### THE PROBLEM
Pick out and copy every line of the material below that contains the string "camel". Only matches with the same uppercase and lowercase letters count.

### EXTRACTED ENTRIES
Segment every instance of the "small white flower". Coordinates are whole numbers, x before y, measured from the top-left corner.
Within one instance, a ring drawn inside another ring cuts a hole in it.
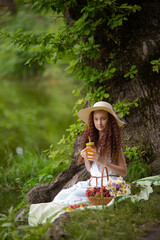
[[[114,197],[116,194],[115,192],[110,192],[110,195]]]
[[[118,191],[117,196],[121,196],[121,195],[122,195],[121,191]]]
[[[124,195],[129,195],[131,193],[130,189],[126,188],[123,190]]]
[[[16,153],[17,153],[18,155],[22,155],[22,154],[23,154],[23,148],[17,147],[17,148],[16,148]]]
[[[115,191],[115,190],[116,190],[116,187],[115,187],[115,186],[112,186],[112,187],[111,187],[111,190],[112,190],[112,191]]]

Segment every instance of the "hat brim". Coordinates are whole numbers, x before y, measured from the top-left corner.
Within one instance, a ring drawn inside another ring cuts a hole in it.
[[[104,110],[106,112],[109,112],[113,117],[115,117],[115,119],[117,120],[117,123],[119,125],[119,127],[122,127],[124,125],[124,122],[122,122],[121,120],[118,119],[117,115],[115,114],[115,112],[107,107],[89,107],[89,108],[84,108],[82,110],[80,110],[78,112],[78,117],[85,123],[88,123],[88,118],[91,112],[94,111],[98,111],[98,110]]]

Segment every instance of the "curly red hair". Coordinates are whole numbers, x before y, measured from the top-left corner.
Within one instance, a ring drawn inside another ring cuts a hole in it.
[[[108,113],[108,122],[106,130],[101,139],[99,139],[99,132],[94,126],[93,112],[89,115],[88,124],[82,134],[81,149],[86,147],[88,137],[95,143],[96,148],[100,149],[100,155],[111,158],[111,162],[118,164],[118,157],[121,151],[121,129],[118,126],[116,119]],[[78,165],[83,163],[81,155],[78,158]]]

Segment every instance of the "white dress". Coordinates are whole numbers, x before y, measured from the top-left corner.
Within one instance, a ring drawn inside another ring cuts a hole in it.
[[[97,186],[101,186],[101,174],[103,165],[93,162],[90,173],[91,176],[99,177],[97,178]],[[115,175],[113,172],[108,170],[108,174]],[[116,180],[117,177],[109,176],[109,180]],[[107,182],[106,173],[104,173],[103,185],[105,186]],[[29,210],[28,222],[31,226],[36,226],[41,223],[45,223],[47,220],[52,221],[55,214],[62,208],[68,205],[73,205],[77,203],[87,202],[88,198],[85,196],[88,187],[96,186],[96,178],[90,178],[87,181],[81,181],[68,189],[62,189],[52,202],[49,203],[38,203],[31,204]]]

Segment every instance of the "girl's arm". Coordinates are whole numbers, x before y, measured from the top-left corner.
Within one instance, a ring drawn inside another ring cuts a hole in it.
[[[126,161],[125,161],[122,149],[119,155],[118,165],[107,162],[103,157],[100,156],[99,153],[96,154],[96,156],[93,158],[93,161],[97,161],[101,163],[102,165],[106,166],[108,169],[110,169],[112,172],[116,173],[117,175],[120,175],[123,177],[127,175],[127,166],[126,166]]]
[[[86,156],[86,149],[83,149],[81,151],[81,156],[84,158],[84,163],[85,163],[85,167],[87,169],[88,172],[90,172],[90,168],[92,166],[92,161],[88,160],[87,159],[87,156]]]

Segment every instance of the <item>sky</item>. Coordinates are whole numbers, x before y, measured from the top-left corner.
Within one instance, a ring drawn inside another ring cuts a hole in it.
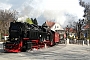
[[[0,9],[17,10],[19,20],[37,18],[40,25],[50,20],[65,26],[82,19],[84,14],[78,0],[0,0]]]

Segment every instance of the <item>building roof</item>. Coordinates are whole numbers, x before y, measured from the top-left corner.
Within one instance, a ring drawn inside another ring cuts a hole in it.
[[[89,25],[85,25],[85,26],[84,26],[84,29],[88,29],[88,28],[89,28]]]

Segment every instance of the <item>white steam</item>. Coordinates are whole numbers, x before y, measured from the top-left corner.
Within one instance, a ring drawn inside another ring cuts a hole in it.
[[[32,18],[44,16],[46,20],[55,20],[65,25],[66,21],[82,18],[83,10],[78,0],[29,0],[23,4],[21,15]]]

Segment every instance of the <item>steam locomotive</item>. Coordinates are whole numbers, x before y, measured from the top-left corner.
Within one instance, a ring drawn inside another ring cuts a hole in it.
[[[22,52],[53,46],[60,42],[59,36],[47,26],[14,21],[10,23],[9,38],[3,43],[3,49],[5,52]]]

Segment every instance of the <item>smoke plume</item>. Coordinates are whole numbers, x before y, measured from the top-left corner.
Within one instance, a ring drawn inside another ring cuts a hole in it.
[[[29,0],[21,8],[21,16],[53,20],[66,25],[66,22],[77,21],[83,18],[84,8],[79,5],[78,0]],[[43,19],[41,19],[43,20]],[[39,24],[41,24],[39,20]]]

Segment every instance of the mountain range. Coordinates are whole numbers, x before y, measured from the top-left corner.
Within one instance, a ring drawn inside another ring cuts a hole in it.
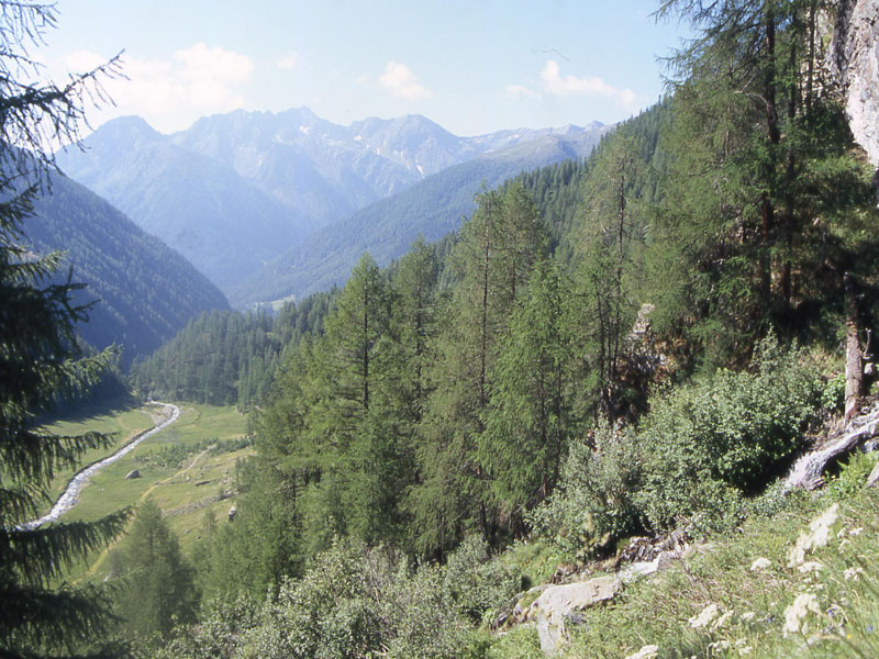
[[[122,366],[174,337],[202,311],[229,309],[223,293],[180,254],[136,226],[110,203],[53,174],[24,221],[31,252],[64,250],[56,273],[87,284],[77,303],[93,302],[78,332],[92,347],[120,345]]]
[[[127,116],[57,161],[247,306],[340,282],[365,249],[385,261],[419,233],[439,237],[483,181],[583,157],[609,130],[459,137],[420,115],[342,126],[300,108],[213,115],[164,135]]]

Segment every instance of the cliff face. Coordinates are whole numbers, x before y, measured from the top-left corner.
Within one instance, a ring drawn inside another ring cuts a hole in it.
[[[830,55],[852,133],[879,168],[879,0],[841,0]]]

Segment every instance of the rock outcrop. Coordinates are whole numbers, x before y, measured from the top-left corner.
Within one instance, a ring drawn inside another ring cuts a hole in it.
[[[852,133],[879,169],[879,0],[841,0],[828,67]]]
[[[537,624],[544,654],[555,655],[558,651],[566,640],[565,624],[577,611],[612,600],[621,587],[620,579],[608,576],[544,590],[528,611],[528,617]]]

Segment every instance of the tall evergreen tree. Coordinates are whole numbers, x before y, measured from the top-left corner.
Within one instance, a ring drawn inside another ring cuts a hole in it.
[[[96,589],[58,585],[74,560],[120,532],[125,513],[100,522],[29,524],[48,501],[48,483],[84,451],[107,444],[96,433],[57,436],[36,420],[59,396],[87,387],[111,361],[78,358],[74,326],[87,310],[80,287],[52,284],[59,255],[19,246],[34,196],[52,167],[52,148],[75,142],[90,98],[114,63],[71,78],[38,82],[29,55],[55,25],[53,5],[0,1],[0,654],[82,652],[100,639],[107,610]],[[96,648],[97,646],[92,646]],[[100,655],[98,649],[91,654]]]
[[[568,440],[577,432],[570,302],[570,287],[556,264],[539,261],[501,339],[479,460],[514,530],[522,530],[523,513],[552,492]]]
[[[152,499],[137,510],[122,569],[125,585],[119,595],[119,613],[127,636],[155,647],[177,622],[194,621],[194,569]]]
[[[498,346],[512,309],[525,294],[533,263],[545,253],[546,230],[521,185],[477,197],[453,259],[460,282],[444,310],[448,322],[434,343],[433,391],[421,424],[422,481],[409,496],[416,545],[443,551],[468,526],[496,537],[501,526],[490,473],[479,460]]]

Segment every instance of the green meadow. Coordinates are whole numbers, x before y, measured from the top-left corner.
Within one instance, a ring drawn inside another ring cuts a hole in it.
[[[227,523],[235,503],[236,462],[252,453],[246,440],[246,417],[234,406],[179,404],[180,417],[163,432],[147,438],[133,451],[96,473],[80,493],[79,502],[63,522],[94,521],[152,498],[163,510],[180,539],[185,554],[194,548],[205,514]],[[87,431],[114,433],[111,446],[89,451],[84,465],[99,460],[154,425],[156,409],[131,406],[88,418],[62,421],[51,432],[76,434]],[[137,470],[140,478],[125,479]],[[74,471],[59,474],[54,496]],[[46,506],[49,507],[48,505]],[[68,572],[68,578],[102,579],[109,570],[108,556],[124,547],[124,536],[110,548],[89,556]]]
--
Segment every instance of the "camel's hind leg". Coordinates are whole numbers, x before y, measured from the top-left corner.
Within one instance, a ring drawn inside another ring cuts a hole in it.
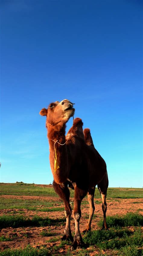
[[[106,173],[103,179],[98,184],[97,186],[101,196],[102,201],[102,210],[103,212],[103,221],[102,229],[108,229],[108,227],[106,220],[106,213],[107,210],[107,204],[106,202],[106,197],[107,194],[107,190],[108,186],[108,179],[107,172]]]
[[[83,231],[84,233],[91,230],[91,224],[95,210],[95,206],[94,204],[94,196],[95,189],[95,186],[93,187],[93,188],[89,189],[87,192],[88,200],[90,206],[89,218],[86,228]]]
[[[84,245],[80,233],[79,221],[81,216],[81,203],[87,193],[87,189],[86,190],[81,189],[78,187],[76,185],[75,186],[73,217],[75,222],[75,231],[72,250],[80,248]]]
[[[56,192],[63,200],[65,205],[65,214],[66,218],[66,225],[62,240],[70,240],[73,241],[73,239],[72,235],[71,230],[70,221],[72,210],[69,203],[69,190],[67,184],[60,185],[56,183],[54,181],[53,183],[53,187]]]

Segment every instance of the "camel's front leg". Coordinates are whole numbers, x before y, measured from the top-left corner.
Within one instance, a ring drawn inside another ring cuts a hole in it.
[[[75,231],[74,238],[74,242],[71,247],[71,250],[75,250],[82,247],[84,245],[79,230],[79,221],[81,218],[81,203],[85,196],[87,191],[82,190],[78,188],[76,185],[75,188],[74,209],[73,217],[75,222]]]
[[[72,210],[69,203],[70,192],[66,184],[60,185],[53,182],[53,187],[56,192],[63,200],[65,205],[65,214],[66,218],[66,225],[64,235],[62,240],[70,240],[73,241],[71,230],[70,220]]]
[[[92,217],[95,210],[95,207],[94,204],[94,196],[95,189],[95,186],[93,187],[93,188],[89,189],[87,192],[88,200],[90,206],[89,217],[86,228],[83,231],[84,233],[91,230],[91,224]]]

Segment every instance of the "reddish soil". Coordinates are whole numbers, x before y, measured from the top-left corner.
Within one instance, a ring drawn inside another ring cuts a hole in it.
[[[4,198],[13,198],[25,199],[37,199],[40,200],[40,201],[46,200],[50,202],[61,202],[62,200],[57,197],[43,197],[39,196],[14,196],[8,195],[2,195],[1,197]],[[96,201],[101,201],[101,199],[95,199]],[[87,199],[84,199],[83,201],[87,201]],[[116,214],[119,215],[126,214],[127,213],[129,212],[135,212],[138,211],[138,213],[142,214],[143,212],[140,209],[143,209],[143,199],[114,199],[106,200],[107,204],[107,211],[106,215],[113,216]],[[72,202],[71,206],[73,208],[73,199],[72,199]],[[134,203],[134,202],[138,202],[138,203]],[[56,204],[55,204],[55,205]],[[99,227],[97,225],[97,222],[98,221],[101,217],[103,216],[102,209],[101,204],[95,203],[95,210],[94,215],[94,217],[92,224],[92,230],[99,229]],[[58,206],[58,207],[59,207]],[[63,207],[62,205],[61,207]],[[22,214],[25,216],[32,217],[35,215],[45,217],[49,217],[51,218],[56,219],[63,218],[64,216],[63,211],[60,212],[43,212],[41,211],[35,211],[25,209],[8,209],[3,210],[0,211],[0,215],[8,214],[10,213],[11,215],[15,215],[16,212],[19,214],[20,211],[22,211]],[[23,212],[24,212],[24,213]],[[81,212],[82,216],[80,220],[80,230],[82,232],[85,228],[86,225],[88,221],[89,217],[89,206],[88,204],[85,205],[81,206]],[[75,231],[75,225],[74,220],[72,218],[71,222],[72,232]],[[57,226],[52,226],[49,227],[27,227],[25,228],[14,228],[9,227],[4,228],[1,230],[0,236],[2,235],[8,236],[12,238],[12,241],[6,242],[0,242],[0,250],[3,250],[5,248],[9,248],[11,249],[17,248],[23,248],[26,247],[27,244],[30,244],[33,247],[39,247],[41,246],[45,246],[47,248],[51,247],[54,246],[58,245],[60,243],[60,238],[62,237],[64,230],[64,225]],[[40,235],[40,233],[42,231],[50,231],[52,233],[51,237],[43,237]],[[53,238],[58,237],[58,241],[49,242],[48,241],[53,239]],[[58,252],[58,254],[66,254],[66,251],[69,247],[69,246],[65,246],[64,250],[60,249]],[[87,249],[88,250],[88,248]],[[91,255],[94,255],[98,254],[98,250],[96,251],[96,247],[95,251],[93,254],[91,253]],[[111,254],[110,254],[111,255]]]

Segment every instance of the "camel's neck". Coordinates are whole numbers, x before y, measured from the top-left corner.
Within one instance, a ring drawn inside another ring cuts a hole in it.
==
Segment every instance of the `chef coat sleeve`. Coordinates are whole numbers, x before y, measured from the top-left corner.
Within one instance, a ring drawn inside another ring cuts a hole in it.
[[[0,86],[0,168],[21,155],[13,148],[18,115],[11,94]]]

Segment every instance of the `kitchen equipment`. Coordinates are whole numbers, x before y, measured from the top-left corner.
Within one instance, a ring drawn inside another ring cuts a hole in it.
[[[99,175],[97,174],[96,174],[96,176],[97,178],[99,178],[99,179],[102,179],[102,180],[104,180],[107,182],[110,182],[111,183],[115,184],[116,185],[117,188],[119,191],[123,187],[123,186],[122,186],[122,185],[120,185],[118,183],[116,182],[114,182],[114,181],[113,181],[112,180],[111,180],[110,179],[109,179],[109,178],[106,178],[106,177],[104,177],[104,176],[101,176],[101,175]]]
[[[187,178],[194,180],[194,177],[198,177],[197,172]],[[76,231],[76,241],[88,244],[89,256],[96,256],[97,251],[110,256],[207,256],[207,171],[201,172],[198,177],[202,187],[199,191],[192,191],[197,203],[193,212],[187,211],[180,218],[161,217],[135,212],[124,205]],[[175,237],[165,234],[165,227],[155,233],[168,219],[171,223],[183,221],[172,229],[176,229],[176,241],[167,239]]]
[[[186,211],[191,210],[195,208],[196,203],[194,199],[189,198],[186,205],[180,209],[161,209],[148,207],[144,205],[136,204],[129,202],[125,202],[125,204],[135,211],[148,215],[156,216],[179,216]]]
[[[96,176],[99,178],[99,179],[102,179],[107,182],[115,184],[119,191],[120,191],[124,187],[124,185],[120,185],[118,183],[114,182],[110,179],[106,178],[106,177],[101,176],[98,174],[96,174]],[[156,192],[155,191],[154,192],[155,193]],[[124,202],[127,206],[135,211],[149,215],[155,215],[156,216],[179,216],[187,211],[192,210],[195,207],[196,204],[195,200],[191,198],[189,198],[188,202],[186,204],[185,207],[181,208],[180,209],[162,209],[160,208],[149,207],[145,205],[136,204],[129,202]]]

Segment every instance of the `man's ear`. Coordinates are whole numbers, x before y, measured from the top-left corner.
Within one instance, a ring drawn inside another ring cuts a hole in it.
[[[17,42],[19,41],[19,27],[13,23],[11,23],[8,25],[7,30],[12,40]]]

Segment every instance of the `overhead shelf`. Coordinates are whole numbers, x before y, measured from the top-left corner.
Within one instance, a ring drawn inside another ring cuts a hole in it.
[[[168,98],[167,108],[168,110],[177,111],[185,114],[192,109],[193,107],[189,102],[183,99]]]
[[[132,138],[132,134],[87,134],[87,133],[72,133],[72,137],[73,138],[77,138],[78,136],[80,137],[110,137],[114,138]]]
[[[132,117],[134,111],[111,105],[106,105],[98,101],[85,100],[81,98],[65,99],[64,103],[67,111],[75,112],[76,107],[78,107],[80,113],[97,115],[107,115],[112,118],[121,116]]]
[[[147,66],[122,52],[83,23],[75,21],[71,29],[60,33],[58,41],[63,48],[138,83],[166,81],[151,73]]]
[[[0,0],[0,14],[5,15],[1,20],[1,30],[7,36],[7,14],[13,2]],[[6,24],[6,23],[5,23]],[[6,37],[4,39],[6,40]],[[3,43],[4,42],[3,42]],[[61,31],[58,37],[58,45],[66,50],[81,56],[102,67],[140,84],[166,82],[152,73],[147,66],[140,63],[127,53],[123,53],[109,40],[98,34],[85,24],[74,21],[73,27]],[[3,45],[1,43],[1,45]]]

### ANSWER TO THIS PROBLEM
Segment every instance of the "camel's hind leg". Coordinates are whole numbers, x before y, measured from the top-left corner.
Segment every instance of the "camel's front leg". Coordinates are whole numbers, x before y, measured from the top-left corner.
Segment every instance of the "camel's neck". Coordinates are whole numbers, x before y, measured from the top-left corner.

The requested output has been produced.